> _Exercise tasks_:
A) In the article about Five Acre Farms, what did Gordon use this summer to rid his tomato plants of their beetle problem?
B) Continue the article about Five Acre Farms from the point where it ends.

> _Document section_:
:::::

Now Gordon prefers to do everything by hand, setting up permanent beds with constant crop rotation, building his own drip irrigation system — a blessing through this year’s drought — and opting to stay organic.

“I’m not certified organic, and I probably never will be, but I’m up to their standards,” Gordon said. “I’d rather know the customer and have them come out and see the farm. They’ll believe me more than a government agency.”

The U.S. Department of Agriculture certifies products as organic if they avoid certain growth methods such as genetic engineering and certain chemicals. Instead of chemical fertilizers, Gordon and Morris use compost to nourish their plants and turn to techniques such as planting cover crops to replace nitrogen in the soil over the winter months. While they occasionally have to resort to organic pest controls, the couple emphasize that they use the sprays sparingly.

“We don’t use them at the drop of a hat and coat the whole garden when we see one bug,” Gordon said. “This year, we had a blister beetle problem, and you have to deal with it or they’re going to destroy everything.”

Gordon used a chrysanthemum-based pyrethrum to rid his tomato plants of their beetle problem this summer. While he’s happy that customers are more interested in finding vegetables that aren’t treated with chemicals, Gordon was frustrated when he first started selling his goods at the Searcy Farmers Market.

“It was a little discouraging because you had a lot of people coming out there thinking they’re going to get cheap produce,” Gordon said, “but farmers need to get a fair wage, too.”

Over the past three years, a loyal following has grown around Five Acre Farms’ produce, with customers returning to the Searcy Farmers Market on Tuesdays and Saturdays to restock. The farm’s supply changes through the seasons, but the couple keep a big variety of vegetables and herbs in rotation: squash, tomatoes, cucumbers, onions, green onions, garlic, lettuce and greens, radishes, carrots, beets, turnips, bell peppers, sweet potatoes and okra. Tomatoes are by far the best-selling, and the couple picked as much as 500 pounds a day when tomatoes were at their peak this summer.

“People say they just taste better [than those from the grocery store],” Morris said. “People are getting really interested in them, asking us what kind of tomato it is, what it tastes like, whether it’s a hybrid or heirloom variety.”

Many of their customers are also surprised at how long the vegetables they buy from Five Acre Farms stay fresh once they bring them home.

:::::

> _Information given_:
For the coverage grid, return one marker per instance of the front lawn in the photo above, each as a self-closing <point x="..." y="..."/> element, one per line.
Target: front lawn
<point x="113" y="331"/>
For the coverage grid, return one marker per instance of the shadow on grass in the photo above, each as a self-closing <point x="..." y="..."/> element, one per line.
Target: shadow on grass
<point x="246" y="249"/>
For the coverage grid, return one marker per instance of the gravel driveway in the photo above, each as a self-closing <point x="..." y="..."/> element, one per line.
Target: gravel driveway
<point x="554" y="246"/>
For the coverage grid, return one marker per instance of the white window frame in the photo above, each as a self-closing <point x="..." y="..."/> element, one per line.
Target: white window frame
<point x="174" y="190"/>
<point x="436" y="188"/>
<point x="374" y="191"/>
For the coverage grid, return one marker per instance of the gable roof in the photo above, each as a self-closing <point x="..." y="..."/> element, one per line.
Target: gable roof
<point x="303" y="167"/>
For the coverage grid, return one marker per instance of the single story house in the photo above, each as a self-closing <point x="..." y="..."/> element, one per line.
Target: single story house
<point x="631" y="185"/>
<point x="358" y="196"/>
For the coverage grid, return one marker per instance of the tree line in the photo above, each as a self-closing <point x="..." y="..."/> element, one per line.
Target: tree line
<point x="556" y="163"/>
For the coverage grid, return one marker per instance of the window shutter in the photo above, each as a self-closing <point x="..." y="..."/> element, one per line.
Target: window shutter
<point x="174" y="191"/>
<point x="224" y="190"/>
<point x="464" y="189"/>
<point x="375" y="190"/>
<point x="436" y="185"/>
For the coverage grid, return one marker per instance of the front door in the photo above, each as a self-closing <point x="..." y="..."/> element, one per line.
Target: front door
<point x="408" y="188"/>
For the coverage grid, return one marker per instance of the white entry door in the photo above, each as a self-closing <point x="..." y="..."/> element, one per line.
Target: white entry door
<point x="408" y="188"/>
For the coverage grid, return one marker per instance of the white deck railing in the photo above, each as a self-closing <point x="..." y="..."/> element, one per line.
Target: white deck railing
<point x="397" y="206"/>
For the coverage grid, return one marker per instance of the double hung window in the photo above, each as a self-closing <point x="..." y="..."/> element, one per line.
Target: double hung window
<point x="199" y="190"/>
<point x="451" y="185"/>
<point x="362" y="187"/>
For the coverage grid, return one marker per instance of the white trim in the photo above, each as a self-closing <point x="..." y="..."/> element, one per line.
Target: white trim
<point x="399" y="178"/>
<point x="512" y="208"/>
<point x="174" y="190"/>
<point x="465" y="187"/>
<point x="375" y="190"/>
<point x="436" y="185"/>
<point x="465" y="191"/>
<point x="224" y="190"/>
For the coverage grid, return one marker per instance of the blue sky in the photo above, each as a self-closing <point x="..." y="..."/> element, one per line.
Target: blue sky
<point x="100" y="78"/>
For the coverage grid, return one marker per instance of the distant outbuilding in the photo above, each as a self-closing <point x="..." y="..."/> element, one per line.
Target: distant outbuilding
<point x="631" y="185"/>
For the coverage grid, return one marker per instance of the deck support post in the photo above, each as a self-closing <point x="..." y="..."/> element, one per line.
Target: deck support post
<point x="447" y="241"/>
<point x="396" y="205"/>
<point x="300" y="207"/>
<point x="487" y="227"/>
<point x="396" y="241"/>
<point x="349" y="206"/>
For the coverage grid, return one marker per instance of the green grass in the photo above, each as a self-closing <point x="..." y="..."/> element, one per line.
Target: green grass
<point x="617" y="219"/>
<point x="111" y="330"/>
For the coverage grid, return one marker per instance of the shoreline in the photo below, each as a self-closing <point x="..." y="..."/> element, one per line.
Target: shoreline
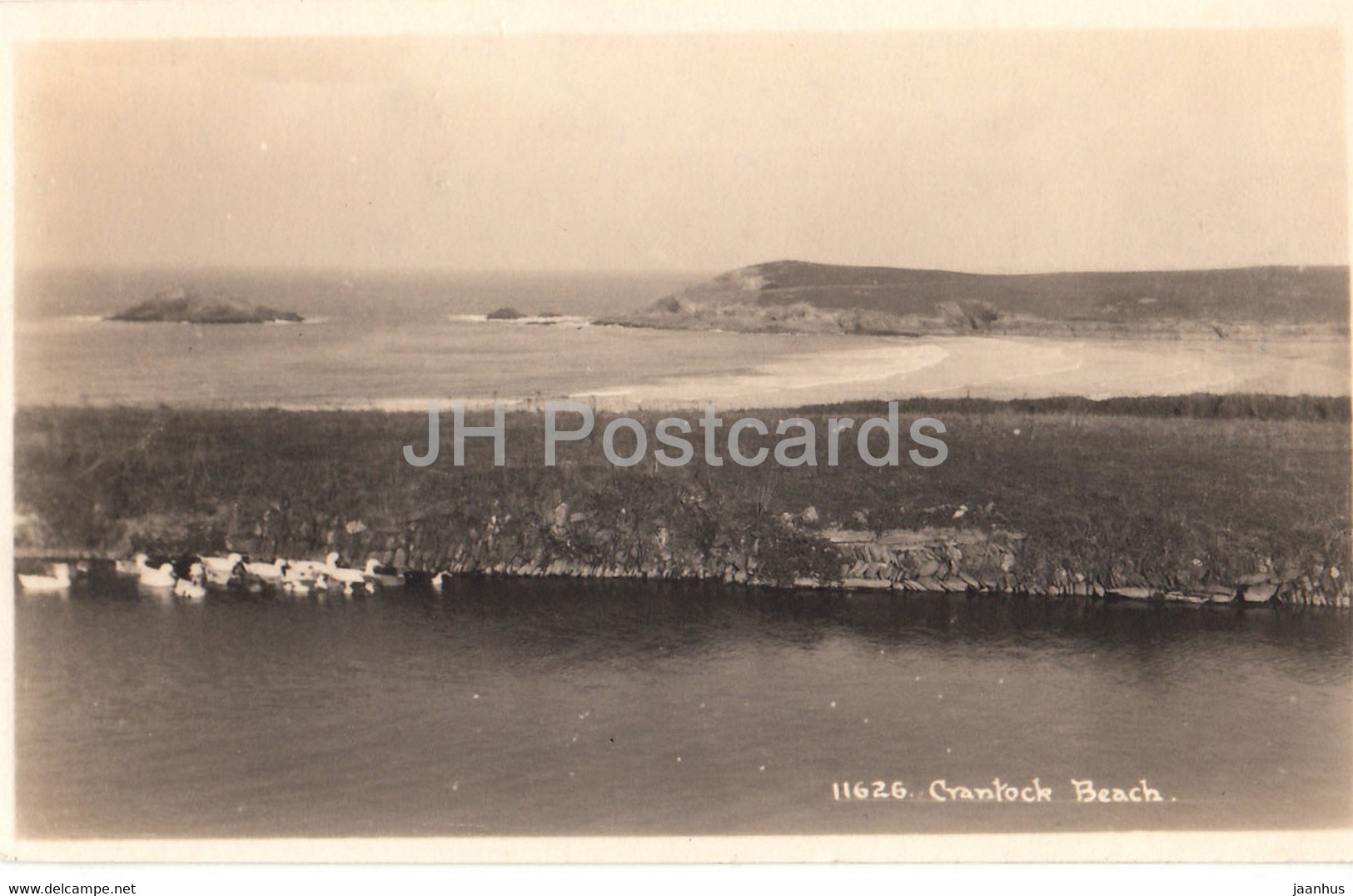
<point x="996" y="367"/>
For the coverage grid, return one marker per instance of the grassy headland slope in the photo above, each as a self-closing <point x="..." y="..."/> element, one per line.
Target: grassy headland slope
<point x="804" y="296"/>
<point x="1205" y="495"/>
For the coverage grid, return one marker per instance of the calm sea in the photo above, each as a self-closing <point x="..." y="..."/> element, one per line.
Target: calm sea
<point x="400" y="340"/>
<point x="370" y="339"/>
<point x="537" y="707"/>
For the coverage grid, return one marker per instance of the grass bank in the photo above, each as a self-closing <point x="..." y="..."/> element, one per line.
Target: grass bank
<point x="1205" y="495"/>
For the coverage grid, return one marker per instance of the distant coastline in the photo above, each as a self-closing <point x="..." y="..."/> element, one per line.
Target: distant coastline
<point x="798" y="296"/>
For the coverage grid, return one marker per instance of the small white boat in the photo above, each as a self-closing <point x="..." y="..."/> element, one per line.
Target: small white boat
<point x="307" y="570"/>
<point x="266" y="571"/>
<point x="383" y="575"/>
<point x="152" y="577"/>
<point x="220" y="570"/>
<point x="344" y="575"/>
<point x="58" y="581"/>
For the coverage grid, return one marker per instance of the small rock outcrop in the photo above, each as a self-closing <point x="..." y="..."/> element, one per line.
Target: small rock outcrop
<point x="188" y="306"/>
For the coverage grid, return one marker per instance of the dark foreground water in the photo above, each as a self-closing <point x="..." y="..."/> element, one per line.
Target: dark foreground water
<point x="565" y="708"/>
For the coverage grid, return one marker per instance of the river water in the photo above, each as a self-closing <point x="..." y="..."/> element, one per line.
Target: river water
<point x="550" y="707"/>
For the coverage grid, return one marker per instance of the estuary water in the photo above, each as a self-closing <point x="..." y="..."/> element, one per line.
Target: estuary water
<point x="551" y="707"/>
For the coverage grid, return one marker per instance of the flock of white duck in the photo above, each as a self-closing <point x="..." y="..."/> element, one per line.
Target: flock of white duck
<point x="191" y="578"/>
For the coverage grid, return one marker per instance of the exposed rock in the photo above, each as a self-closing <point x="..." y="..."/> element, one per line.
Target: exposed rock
<point x="187" y="306"/>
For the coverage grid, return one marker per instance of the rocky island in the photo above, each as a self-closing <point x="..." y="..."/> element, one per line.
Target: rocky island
<point x="800" y="296"/>
<point x="183" y="305"/>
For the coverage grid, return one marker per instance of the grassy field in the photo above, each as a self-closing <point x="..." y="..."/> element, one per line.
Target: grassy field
<point x="1166" y="493"/>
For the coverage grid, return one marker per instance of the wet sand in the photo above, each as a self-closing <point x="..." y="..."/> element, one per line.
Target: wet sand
<point x="1004" y="368"/>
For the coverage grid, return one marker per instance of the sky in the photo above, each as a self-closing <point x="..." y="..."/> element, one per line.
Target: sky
<point x="963" y="151"/>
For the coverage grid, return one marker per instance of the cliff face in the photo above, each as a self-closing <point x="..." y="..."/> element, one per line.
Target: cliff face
<point x="803" y="296"/>
<point x="187" y="306"/>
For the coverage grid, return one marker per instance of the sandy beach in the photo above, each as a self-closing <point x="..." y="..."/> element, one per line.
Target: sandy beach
<point x="984" y="367"/>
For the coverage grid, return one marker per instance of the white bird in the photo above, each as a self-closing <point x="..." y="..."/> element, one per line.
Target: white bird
<point x="346" y="575"/>
<point x="221" y="569"/>
<point x="152" y="577"/>
<point x="266" y="571"/>
<point x="58" y="581"/>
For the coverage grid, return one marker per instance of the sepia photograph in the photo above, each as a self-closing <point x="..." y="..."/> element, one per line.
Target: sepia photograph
<point x="811" y="435"/>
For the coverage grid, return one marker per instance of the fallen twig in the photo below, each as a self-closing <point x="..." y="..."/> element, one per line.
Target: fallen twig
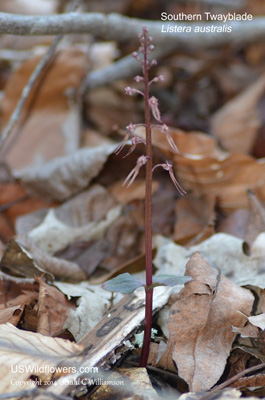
<point x="121" y="28"/>
<point x="29" y="86"/>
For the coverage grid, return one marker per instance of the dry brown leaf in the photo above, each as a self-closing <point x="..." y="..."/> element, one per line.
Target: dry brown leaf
<point x="31" y="351"/>
<point x="11" y="314"/>
<point x="255" y="222"/>
<point x="15" y="202"/>
<point x="92" y="303"/>
<point x="53" y="310"/>
<point x="234" y="223"/>
<point x="135" y="383"/>
<point x="200" y="323"/>
<point x="195" y="218"/>
<point x="38" y="138"/>
<point x="53" y="235"/>
<point x="64" y="177"/>
<point x="221" y="250"/>
<point x="23" y="258"/>
<point x="228" y="177"/>
<point x="236" y="124"/>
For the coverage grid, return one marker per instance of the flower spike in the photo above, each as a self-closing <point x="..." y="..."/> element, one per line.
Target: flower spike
<point x="131" y="91"/>
<point x="135" y="171"/>
<point x="153" y="103"/>
<point x="168" y="167"/>
<point x="164" y="129"/>
<point x="135" y="140"/>
<point x="129" y="129"/>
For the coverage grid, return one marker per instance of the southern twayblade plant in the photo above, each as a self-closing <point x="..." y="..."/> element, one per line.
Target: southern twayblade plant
<point x="125" y="283"/>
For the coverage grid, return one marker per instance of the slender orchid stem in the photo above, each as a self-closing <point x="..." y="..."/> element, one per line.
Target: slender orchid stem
<point x="148" y="213"/>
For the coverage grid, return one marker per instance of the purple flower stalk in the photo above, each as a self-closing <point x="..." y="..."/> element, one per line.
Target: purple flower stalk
<point x="151" y="107"/>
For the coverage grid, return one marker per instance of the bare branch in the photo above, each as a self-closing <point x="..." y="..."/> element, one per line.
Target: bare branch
<point x="29" y="86"/>
<point x="121" y="28"/>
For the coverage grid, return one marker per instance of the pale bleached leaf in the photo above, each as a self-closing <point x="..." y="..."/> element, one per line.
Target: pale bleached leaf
<point x="63" y="177"/>
<point x="24" y="353"/>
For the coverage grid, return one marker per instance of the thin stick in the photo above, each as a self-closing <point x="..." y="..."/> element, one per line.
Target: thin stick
<point x="29" y="86"/>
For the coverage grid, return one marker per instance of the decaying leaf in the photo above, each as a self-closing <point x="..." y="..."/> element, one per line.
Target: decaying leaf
<point x="20" y="262"/>
<point x="63" y="177"/>
<point x="53" y="310"/>
<point x="237" y="123"/>
<point x="195" y="217"/>
<point x="92" y="304"/>
<point x="23" y="258"/>
<point x="200" y="323"/>
<point x="54" y="235"/>
<point x="255" y="222"/>
<point x="38" y="138"/>
<point x="133" y="383"/>
<point x="221" y="250"/>
<point x="31" y="351"/>
<point x="123" y="283"/>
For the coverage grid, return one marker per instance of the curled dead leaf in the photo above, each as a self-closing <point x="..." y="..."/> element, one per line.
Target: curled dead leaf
<point x="200" y="323"/>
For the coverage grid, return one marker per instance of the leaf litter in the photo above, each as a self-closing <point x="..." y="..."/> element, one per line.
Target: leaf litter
<point x="75" y="224"/>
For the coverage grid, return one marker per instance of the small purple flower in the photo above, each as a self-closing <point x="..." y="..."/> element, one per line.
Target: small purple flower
<point x="138" y="78"/>
<point x="135" y="140"/>
<point x="129" y="129"/>
<point x="131" y="91"/>
<point x="168" y="167"/>
<point x="134" y="172"/>
<point x="159" y="78"/>
<point x="153" y="103"/>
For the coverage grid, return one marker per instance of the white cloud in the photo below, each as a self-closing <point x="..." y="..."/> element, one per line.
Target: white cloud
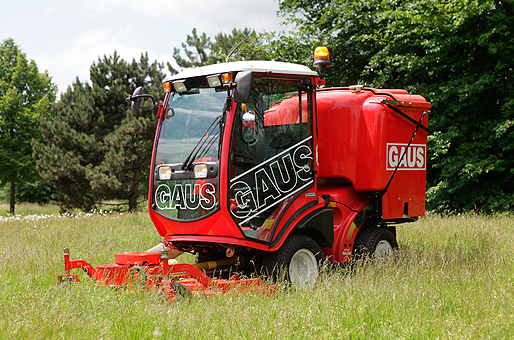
<point x="66" y="37"/>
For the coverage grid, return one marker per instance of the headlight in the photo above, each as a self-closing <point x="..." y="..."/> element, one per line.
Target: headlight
<point x="164" y="173"/>
<point x="200" y="170"/>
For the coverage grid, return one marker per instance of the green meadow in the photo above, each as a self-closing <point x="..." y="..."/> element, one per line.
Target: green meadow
<point x="452" y="278"/>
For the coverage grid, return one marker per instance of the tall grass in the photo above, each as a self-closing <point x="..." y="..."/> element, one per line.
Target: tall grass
<point x="453" y="278"/>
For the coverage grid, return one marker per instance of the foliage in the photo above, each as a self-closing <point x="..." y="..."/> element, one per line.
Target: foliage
<point x="452" y="278"/>
<point x="94" y="147"/>
<point x="36" y="192"/>
<point x="199" y="50"/>
<point x="25" y="97"/>
<point x="455" y="53"/>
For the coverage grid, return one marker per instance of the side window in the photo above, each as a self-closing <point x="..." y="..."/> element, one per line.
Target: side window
<point x="271" y="154"/>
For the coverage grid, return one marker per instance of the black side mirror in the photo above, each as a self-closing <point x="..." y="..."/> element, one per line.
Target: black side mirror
<point x="135" y="98"/>
<point x="243" y="87"/>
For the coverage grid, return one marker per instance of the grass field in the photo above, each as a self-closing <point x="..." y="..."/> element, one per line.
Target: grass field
<point x="453" y="278"/>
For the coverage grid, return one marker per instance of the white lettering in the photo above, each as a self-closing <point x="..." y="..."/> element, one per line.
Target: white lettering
<point x="412" y="158"/>
<point x="273" y="181"/>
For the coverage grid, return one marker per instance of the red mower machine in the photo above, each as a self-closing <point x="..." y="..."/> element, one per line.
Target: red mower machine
<point x="257" y="168"/>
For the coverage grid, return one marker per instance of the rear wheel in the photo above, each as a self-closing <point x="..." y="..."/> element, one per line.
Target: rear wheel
<point x="375" y="243"/>
<point x="297" y="261"/>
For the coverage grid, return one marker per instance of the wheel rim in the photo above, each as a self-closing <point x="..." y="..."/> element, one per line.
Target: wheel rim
<point x="303" y="270"/>
<point x="384" y="251"/>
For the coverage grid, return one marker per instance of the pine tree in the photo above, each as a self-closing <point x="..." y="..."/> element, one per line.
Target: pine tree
<point x="25" y="97"/>
<point x="94" y="148"/>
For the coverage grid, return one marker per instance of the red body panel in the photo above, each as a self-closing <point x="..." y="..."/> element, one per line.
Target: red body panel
<point x="360" y="138"/>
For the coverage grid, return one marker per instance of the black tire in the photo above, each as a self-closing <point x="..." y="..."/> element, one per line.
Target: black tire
<point x="182" y="293"/>
<point x="375" y="243"/>
<point x="298" y="261"/>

:::::

> _Responses to the exercise_:
A) A chrysanthemum-based pyrethrum.

B)
“A lot of the organic produce in stores is shipped from states away,” Gordon said. “People are always shocked when our lettuce stays in their fridge for two or three weeks. That’s because we picked it nearly that day, and it’s not on a truck for a week.”

In addition to the farmers market, Five Acre Farms produce can be found at Garden Girl Farm Fresh Produce in Pleasant Plains. The couple hope to keep the farm growing year-round this year with kale, onions, carrots and more growing under high tunnels, greenhouse-like tents that protect plants in the ground from the elements. Those interested in buying produce after the farmers market shuts down, likely before the end of October, can get in touch through the Five Acre Farms Facebook page or email 5acrefarms@gmail.com to be added to an email list for more information.

Gordon and Morris see the farm as a lifelong project and career, with expansion on the way. Soon they’ll be planting blueberries and blackberries. They’ve started a beehive and hope to start honey production. After that, maybe egg production from free-range chickens, a few dairy goats, fruit trees and expanding the vegetable garden to 2 acres.

Before Morris quit her job at a nonprofit in May, she had never imagined working on a farm for the rest of her life. Now she is sometimes up at 6 a.m. with Gordon, weeding and picking and getting things ready to drive to Searcy. In the afternoons, she’s been making jams and jellies to sell.

“It’s really nice being outside with no one calling and griping at me on the phone,” Gordon said. “It’s very laid-back and very simple.”